THE HAGUE, Netherlands - If you think the problem of endangered species is all about tigers, elephants and orangutans, ask a violinist where he gets his bow.
The best violin bows are made from pau brasil, a tree from the Brazilian rain forest that has been exploited for 500 years, and was once so economically vital for the red dye it produced that it gave its name to the only country where it grows.
Pau brasil is among dozens of plants and animals threatened with extinction that are on the agenda of the 171-country Convention on International Trade in Endangered Species, or CITES, which opens its meeting Sunday. About 7,000 animals and 32,000 plant families now are regulated, including more than 800 species which are banned completely from commerce.
Bows from brazilwood, also known as Pernambuco, have been coveted by musicians since Mozart's time in the mid-1700s for their sound quality, density, rich colour and strength in holding a curve.
Brazil has tried to halt the decline of the tree's coastal habitat, delineating 189 national forests and protected areas as it works to fend off the encroachments of sugar and coffee plantations, gold miners, timber merchants and cattlemen.

* **Using the information**
**a)** According to the pau brasil article, what qualities have made brazilwood bows coveted by musicians? List them all.
**b)** Go on writing the pau brasil article, starting after its last sentence.

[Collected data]
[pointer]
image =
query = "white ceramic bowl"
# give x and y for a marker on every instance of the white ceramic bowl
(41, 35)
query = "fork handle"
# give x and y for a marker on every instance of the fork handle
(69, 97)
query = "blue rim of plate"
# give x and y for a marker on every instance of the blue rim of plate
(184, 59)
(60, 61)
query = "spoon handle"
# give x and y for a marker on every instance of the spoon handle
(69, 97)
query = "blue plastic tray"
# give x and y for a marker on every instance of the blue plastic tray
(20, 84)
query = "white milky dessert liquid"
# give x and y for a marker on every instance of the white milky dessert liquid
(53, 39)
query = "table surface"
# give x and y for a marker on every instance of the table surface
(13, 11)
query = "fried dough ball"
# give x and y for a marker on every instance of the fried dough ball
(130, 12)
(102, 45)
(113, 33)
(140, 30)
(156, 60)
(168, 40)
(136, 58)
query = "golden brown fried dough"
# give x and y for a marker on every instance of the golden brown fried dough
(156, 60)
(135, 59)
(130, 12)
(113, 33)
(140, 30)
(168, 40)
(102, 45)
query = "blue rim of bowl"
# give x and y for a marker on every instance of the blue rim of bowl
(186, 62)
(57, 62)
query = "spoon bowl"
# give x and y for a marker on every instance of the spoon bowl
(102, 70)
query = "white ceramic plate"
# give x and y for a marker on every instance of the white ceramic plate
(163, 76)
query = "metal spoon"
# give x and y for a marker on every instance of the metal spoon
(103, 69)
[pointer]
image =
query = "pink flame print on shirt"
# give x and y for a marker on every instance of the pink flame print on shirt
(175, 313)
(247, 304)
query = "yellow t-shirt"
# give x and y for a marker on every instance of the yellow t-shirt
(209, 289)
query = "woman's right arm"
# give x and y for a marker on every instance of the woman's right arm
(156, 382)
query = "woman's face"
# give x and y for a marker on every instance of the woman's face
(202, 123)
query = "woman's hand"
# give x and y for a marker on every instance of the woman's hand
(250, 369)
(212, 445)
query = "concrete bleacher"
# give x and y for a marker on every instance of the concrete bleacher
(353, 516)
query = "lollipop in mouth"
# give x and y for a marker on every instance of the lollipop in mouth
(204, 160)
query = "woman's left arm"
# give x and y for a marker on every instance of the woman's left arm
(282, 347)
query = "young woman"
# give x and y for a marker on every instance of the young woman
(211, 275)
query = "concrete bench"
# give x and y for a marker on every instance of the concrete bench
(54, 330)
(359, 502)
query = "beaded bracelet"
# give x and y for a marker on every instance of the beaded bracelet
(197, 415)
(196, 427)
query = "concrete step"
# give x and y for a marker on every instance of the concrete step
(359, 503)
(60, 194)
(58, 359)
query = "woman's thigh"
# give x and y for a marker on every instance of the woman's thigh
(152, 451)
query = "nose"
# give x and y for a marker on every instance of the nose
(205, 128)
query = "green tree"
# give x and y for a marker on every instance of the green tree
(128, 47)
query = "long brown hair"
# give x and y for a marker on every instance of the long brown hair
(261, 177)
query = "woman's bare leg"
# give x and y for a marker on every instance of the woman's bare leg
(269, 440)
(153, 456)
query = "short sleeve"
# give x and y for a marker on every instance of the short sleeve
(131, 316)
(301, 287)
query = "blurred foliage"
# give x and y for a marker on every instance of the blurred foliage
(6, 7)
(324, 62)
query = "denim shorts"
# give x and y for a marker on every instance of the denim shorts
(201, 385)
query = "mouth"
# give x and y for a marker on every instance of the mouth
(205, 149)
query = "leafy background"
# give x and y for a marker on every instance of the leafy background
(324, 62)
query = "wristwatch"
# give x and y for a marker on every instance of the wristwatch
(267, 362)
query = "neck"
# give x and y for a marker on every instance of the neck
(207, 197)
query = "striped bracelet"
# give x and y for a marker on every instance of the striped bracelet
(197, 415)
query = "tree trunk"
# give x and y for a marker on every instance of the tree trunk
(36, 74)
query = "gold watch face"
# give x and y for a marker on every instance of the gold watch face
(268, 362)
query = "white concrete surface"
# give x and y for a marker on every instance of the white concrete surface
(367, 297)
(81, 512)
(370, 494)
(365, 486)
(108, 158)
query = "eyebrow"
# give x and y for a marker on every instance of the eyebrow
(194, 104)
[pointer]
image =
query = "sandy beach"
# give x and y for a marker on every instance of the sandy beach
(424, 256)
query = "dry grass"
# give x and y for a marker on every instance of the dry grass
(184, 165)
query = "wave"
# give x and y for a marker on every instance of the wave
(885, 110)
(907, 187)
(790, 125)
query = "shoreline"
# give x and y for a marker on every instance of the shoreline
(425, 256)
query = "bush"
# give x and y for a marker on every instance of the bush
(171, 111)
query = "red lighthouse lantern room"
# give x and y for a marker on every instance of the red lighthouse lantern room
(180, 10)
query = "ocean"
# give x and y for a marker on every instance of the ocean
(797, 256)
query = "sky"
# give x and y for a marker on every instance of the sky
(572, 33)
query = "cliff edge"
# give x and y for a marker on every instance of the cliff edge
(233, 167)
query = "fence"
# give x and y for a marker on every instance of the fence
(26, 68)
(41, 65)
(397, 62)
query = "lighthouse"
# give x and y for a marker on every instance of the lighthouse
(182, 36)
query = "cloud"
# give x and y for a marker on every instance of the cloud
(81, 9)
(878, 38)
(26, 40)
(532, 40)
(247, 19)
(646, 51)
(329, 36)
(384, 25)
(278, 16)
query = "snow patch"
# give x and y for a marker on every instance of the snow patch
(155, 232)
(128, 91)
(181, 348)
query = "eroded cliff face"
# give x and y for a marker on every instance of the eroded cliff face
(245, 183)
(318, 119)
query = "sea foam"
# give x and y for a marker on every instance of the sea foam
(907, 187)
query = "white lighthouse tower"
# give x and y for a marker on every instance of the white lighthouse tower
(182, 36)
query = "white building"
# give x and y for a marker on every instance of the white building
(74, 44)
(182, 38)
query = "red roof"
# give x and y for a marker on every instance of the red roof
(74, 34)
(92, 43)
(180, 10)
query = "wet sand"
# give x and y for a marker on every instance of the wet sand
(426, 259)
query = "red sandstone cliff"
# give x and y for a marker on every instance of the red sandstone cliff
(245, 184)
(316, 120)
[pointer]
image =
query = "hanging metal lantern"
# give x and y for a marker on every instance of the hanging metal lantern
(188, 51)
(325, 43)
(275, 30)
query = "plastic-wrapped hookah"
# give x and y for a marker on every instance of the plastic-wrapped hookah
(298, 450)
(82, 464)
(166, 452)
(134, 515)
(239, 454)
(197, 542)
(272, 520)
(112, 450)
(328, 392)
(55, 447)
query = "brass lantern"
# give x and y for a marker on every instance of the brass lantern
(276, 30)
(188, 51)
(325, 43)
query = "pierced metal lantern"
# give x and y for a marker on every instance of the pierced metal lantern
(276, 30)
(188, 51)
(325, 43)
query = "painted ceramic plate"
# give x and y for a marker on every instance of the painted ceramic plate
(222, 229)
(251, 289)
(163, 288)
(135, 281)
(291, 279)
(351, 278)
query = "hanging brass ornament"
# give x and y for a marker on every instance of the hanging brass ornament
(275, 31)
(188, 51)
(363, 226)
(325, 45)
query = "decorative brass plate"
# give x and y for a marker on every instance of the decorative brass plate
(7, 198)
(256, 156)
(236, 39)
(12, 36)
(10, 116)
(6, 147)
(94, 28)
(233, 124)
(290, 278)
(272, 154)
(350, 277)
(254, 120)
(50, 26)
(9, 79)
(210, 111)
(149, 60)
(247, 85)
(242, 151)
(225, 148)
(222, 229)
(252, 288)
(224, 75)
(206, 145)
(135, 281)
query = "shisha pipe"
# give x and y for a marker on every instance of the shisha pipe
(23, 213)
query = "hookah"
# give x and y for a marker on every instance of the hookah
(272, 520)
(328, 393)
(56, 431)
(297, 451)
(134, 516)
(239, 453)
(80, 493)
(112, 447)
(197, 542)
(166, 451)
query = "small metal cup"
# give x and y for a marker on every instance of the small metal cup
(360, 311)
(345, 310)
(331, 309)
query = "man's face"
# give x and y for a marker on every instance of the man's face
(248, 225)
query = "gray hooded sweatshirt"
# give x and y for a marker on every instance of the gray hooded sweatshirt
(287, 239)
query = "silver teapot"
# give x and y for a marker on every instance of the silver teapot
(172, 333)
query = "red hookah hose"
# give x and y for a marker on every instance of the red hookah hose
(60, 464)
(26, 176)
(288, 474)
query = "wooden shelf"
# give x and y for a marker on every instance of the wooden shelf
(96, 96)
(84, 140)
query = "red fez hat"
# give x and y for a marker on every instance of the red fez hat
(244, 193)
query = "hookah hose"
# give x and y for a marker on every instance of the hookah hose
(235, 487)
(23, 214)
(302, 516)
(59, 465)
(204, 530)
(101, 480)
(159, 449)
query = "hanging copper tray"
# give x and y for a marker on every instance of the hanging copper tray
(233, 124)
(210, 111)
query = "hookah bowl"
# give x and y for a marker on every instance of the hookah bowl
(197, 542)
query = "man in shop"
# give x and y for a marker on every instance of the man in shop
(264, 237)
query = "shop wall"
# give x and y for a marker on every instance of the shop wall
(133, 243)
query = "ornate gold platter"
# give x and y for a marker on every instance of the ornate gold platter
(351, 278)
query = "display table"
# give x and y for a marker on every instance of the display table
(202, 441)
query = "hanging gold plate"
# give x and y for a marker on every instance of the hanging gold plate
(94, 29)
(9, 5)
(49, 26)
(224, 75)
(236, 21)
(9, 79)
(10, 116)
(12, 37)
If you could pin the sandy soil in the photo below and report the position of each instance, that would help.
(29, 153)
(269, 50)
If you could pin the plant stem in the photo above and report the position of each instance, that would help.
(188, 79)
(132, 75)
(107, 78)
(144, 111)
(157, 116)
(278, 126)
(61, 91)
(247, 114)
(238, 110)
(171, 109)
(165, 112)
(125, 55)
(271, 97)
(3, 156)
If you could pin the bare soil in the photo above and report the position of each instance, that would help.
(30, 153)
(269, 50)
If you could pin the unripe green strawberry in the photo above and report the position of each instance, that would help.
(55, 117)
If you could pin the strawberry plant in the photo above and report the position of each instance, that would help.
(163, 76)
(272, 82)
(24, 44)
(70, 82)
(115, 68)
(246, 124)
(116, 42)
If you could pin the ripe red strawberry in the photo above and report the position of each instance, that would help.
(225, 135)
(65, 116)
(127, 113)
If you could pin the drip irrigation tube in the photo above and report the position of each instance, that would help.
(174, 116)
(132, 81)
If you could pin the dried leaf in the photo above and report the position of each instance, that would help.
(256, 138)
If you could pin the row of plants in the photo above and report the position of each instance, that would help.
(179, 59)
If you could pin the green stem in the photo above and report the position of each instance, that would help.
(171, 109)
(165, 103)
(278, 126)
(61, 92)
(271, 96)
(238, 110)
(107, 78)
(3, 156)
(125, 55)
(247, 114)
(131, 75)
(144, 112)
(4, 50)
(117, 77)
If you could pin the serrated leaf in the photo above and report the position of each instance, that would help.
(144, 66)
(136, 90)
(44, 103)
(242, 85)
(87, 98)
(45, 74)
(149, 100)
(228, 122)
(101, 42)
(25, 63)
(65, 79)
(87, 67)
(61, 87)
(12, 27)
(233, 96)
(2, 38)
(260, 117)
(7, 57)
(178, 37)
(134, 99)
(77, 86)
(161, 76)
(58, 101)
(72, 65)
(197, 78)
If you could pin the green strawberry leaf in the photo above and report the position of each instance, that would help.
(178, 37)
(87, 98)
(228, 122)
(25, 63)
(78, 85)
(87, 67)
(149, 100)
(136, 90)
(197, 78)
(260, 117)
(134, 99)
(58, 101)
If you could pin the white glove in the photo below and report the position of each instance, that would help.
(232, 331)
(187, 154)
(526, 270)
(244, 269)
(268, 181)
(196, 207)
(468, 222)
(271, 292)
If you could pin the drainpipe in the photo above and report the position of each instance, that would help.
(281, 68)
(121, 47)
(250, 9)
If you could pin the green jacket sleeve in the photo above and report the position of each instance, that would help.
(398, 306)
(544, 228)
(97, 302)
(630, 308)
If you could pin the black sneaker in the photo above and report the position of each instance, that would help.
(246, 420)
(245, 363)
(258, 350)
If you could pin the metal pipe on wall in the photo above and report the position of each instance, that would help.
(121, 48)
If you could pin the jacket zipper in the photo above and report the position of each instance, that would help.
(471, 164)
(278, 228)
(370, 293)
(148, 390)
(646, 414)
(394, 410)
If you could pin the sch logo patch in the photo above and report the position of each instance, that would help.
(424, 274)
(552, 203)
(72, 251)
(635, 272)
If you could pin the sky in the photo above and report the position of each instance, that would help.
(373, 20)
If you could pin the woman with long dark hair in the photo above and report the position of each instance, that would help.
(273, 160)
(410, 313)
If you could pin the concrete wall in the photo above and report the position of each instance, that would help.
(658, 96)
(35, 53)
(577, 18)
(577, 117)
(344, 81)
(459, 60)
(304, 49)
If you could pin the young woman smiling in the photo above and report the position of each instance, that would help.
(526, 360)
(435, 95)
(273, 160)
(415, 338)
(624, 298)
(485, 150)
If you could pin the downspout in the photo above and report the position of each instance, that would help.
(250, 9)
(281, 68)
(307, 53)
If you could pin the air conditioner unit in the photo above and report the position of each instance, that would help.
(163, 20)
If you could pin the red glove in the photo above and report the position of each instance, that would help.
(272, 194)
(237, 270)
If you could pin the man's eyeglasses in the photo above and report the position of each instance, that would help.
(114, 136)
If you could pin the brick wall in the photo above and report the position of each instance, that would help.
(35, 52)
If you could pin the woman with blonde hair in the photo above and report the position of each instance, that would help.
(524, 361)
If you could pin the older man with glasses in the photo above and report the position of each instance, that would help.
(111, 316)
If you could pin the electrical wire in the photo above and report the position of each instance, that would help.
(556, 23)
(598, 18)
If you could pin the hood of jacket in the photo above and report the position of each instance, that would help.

* **Answer list**
**a)** Sound quality, density, rich colour, and strength in holding a curve.

**b)**
It takes a lot of wood to make a violin bow. Of every 1,500 kilograms, only 100 to 200 kilograms are usable, experts say, and 80 per cent of that is wasted in carving the bow. The tree has a trunk only four or five metres long, meaning a tree can produce only a few bows.
Also on the agenda is Honduran rosewood, a tree that grows in small areas of Mexico, Guatemala and Belize from which top-quality marimbas are made.
And Peru may face sanctions for failing to control the export of mahogany, which is used for guitars. About 90 per cent of the mahogany from the Peruvian Amazon is logged illegally, said Kris Genovese of the Defenders of Wildlife.
Although they cannot vote, non-government organizations and lobby groups will present papers at the CITES meeting, speak and prowl the corridors.
Among them is the Pernambuco Initiative, with a membership of 220 people - claiming 70 per cent of the world's bow makers - in 22 countries. It already has financed the planting of thousands of pau brasil seedlings since 2002.
"Conservation of a tropical timber species is a complex issue," the group said in a paper appended to Brazil's proposal on protecting its forests. "One of the most important factors is to have the support and involvement of the users of the species."
The CITES conference focuses on over-exploitation of exotic species. But in the background this year are fresh warnings that many more species will be wiped out by climate change.
The UN Intergovernmental Panel on Climate Change said a global temperature rise of two degrees Celsius, the minimum scientists expect by the end of this century, will kill 30 per cent of all known species.
"Climate change is a major threat, but so is trade," said Susan Lieberman, director of the Species Unit for the World Wildlife Fund. "More and more species are being threatened because of globalization."
Many of the issues to be discussed are familiar from previous CITES meetings.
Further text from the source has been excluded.